*** Entries provided

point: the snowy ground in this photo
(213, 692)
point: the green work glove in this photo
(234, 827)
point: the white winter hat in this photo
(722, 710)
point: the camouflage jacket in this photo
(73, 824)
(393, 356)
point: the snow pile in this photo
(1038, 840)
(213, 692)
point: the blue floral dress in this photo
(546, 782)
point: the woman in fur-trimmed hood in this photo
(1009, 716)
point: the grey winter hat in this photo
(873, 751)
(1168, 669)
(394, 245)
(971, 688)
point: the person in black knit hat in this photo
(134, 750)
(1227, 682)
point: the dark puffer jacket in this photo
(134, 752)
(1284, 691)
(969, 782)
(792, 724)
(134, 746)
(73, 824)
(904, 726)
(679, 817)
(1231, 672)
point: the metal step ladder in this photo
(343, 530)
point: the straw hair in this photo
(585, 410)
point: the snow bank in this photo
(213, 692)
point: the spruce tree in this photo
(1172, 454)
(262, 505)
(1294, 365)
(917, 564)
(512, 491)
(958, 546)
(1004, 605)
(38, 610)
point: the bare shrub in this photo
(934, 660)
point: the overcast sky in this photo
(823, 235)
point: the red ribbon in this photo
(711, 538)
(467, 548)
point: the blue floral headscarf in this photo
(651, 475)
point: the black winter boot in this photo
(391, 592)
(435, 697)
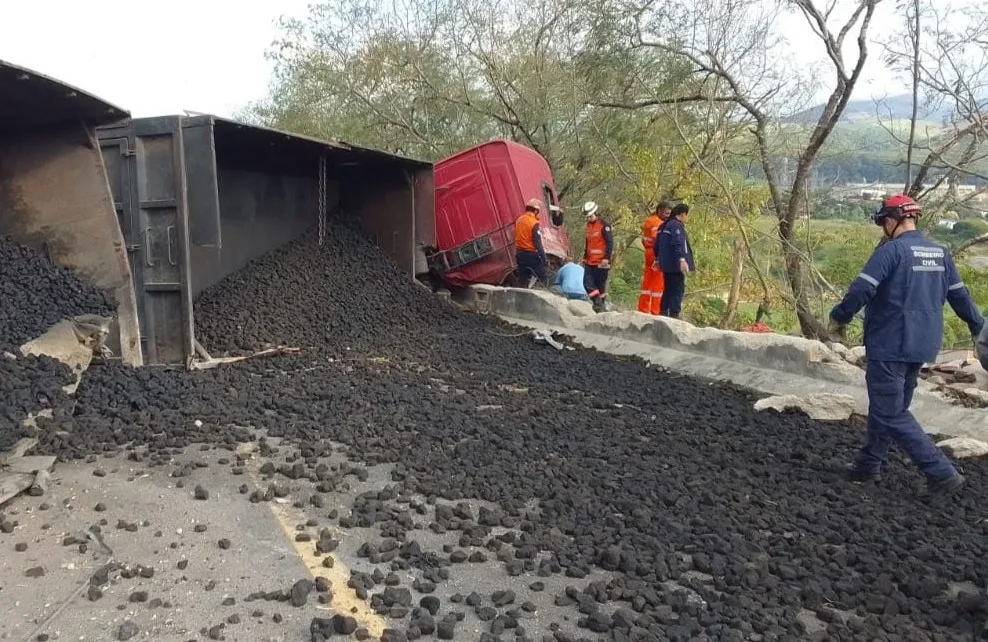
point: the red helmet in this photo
(898, 207)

******

= Exercise description =
Swap every "winter hat" in the records above for "knit cap" and change nothing else. Leave the pictures out of your answer.

= Full response =
point: the snowy ground in this photo
(213, 692)
point: the green work glove in this photo
(234, 827)
point: the white knit cap in this photo
(722, 710)
point: the camouflage jacket in this photo
(73, 824)
(393, 356)
point: the snow pile in this photo
(1038, 840)
(213, 692)
point: the blue floral dress in this photo
(546, 782)
point: the woman in fur-trimmed hood in this photo
(1009, 716)
point: the grey knit cap in this photo
(873, 751)
(1168, 669)
(394, 245)
(971, 688)
point: the person in black knit hat in this photo
(134, 750)
(1227, 682)
point: the dark puffer jacket in this photo
(134, 752)
(1284, 691)
(969, 782)
(792, 724)
(134, 746)
(73, 824)
(904, 726)
(679, 817)
(1231, 672)
point: the metal step ladder in this photo
(343, 530)
point: the straw hair in this photo
(585, 410)
point: the snow bank in this photo
(213, 692)
point: the spruce tree in this photo
(1172, 454)
(262, 505)
(1294, 365)
(917, 564)
(512, 491)
(958, 546)
(1004, 605)
(38, 610)
point: the bare shrub in this photo
(934, 660)
point: the overcast sky in this photo
(823, 235)
point: the red ribbon in this photo
(711, 538)
(467, 548)
point: the blue floral headscarf in this photo
(651, 475)
point: the black winter boot in this photo
(391, 592)
(435, 697)
point: the red helmet in this photo
(898, 207)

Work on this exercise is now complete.